Brief —
Extract the records below word for word and ignore the images.

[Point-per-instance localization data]

□ □ □ □ □

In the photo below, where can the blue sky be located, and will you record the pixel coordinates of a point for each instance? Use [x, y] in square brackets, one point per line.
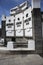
[6, 5]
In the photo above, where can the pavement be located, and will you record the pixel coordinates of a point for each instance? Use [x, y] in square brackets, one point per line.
[20, 59]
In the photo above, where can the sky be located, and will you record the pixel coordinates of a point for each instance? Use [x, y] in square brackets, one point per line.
[6, 5]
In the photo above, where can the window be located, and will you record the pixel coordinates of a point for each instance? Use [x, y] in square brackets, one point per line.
[14, 20]
[29, 19]
[18, 18]
[18, 23]
[27, 15]
[9, 20]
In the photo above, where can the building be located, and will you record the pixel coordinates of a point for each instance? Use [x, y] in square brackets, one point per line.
[24, 27]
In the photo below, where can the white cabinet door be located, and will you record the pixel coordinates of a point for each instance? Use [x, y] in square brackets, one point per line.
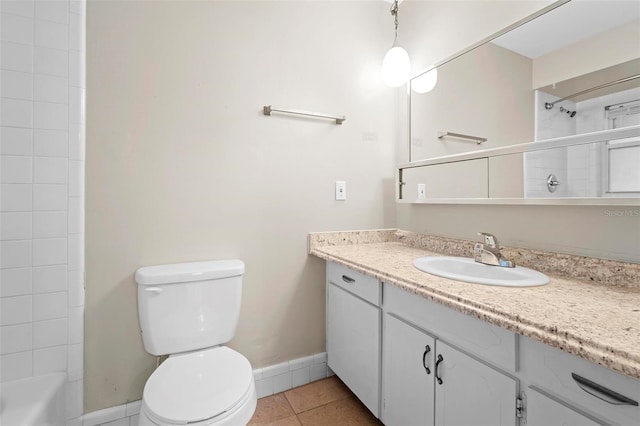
[544, 411]
[353, 344]
[470, 393]
[408, 374]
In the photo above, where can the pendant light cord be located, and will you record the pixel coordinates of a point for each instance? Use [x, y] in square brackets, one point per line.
[394, 12]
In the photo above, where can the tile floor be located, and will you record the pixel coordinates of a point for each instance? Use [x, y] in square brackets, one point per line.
[324, 403]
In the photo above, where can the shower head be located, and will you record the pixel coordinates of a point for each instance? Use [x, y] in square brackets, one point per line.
[568, 112]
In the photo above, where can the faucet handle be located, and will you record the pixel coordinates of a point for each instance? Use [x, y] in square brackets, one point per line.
[490, 239]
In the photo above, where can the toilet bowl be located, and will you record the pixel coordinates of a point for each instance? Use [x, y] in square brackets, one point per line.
[188, 311]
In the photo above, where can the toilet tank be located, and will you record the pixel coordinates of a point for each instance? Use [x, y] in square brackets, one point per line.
[189, 306]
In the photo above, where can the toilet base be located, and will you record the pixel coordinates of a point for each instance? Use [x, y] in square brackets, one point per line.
[240, 415]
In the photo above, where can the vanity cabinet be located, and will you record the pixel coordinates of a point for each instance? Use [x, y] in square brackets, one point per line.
[413, 361]
[354, 332]
[427, 381]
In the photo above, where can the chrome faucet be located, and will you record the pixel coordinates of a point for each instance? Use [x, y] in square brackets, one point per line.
[489, 252]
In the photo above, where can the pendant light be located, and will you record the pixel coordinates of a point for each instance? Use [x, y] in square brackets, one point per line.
[396, 65]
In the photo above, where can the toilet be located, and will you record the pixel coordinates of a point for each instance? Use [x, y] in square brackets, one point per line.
[188, 311]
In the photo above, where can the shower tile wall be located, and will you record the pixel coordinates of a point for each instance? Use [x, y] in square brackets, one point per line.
[578, 168]
[42, 194]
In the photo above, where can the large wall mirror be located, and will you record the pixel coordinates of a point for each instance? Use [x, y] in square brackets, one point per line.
[561, 86]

□ □ □ □ □

Written answer —
In the photo below, where can the blue sky be located, and will you record the pixel coordinates of a point for each instance? Use [x, y] in square brackets, one point per line.
[6, 5]
In the photo above, where can the pavement be located, and will you record the pixel coordinates of a point for each instance? Use [x, y] in square brackets, one point per line.
[20, 59]
In the photo above, where can the sky be located, and will you record the pixel coordinates of a point for each instance? Use [x, y] in square brackets, one point per line.
[6, 5]
In the photo above, where can the window be located, and will you record the pixel coordinates of a point for each instance? Use [x, y] in square brackets, one point per line.
[14, 20]
[29, 19]
[18, 18]
[18, 23]
[27, 15]
[9, 20]
In the photo above, where can the building be located, and will you record the pixel coordinates of a point for each instance? Use [x, y] in square brackets, one point per line.
[24, 27]
In the photo below, where can the white cabinet door be located, and will you record the pixel coordinates of a point for each instance? Use [x, y] in square brackets, one point per line.
[544, 411]
[353, 344]
[470, 393]
[408, 374]
In the photo above, where can the pendant light cord be located, and will you record the pixel coordinates of a point for each instance? Use [x, y] in square brackets, one point per line.
[394, 12]
In the photo above, where can the tile floor be located, and will you record the pixel coordinates of a point for each instance? Use [x, y] in square brackets, one point per line.
[324, 403]
In the photo above, where can the shower head be located, and will you record the pixel coordinates of a point for each instance? Use [x, y] in square brackets, one point per line.
[568, 112]
In the photo above, where can the faucet handle be located, and will you record the pixel coordinates of a point for each instance? Use [x, y] in square brackets, one point per line.
[490, 239]
In the photo above, where can the toilet bowl be located, and will you record the pixel coordinates of a point for each instance? Use [x, y] in square brackets, one point per line.
[188, 311]
In the photo above, where can the toilet tank be located, and will you record the pixel coordinates of a point for each instance? Use [x, y] in square brackets, one point per line.
[189, 306]
In the photo above, where can the toilet base be located, and will you record the pixel coordinates of a point for each instance? Use [x, y] in square brackets, one point per line.
[240, 415]
In the photo above, where can the vanity cabinet be located, and will you record the pixel coordinates of a point for each instance? Use [x, y] in square brackets, one point per line.
[413, 361]
[354, 332]
[427, 381]
In the photo above, where can the chrome faucet be located, and will you record the pixel coordinates of a point for each instance? Use [x, y] in square brackets, one point per line.
[489, 252]
In the photo above, where can the pendant light be located, and will you record the pixel coordinates of a point for each instance? Use [x, y] in square brackets, one point per line.
[396, 65]
In the photo above, where can the toilet be located, and will you record the pixel coordinates of a point for each instance? Use [x, y] in square brackets, one point per line.
[188, 311]
In the photo above, where can the shower tile wall be located, and will you record the pixel coordinates of a point for each instance? Use [x, y] in square brackets, one point per line.
[578, 168]
[42, 194]
In the photo above, where can the large wall mirror be located, and will you record the pixel coordinates of a point for each instance? Use [x, y] in square brackets, one point per line.
[561, 86]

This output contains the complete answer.